Task directions: Copy out every line exactly, passing over the pictures.

Items from a data source
====================
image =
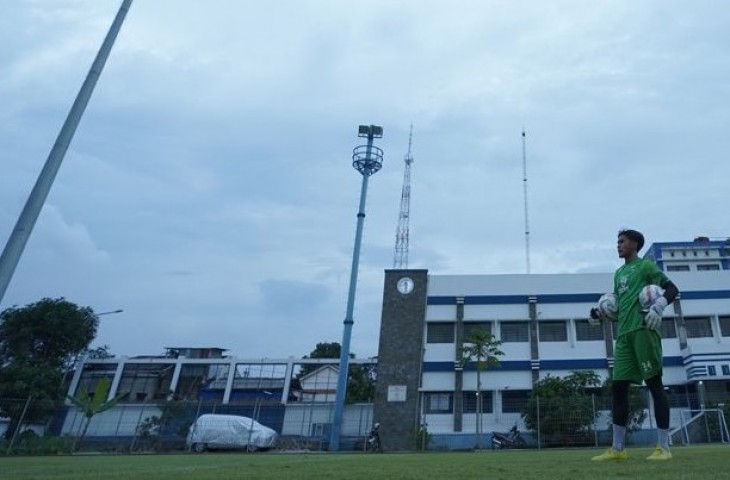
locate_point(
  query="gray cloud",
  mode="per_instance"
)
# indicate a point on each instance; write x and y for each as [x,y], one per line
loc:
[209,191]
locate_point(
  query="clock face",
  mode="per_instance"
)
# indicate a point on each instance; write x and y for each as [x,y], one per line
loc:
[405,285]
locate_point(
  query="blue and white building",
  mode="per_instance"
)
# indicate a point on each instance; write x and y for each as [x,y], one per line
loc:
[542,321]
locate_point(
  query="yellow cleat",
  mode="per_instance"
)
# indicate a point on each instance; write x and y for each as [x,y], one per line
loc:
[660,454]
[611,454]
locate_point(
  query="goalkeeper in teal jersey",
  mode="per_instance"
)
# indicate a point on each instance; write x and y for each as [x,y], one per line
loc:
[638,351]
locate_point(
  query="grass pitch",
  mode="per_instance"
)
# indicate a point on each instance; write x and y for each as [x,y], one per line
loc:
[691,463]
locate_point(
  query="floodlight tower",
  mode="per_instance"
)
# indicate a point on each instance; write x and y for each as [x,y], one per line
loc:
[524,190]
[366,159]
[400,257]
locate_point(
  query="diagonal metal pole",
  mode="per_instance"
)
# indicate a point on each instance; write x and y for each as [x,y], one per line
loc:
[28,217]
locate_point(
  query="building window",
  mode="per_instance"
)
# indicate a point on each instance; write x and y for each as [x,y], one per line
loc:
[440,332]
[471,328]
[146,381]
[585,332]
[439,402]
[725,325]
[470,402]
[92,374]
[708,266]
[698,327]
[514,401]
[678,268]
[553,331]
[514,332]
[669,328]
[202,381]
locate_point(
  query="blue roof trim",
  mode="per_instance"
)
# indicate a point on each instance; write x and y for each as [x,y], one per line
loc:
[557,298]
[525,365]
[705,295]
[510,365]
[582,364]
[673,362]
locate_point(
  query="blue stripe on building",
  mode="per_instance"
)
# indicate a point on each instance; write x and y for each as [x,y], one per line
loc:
====================
Final answer:
image =
locate_point(
  query="gray cloud",
  mode="per_instance"
)
# indicate a point on each instance; write x and y for each as [x,y], one per line
loc:
[209,191]
locate_point(
  query="clock face",
  mode="per_instance"
)
# indicate a point on each instance; write x and y for each as [x,y], one per line
loc:
[405,285]
locate_point(
  query="blue and white building",
  mode="per_instance"
)
# indicate a point on each instance; write x and y for each as [x,y], one per line
loc:
[542,321]
locate_point(
  query="yellow cleat",
  mode="per_instance"
)
# indicate a point on each instance; write x and y for each as [x,y], one per line
loc:
[660,454]
[611,454]
locate_point(
  query="goalkeeper in teal jersey",
  mode="per_instance"
)
# indicate a point on each instance; write x and y for each as [x,y], one per line
loc:
[638,351]
locate_point(
  query="grass pitch",
  mode="per_instance"
)
# indicate a point on each instance; write x and y for each as [x,y], one per line
loc:
[691,463]
locate_point(
  query="floodlight tower",
  mode="per_instance"
)
# indicate a point on each instance; write x and y for each as [x,y], one per line
loc:
[524,190]
[366,159]
[400,257]
locate_point(
  query="diagonal metal pole",
  mode="per_instance"
)
# indicate a point on each instance; write x and y for each as [x,y], one per line
loc:
[28,217]
locate_point(
  query="building window",
  mode="per_instance"
)
# indicate a point on each instance; write x and y for each as [x,y], one per line
loc:
[440,332]
[471,328]
[146,381]
[585,332]
[439,402]
[725,325]
[470,402]
[92,374]
[708,266]
[698,327]
[514,401]
[678,268]
[553,331]
[514,332]
[669,328]
[202,381]
locate_point(
  query="blue roof trim",
  mode="per_instance"
)
# indicate a point on each instance; write x and y for each as [x,y], one per line
loc:
[557,298]
[525,365]
[705,295]
[510,365]
[582,364]
[673,362]
locate_point(
  query="blue stripe on building",
  mode="per_instance"
)
# indicate a point on each instance; write x and y for each as [x,y], one per line
loc:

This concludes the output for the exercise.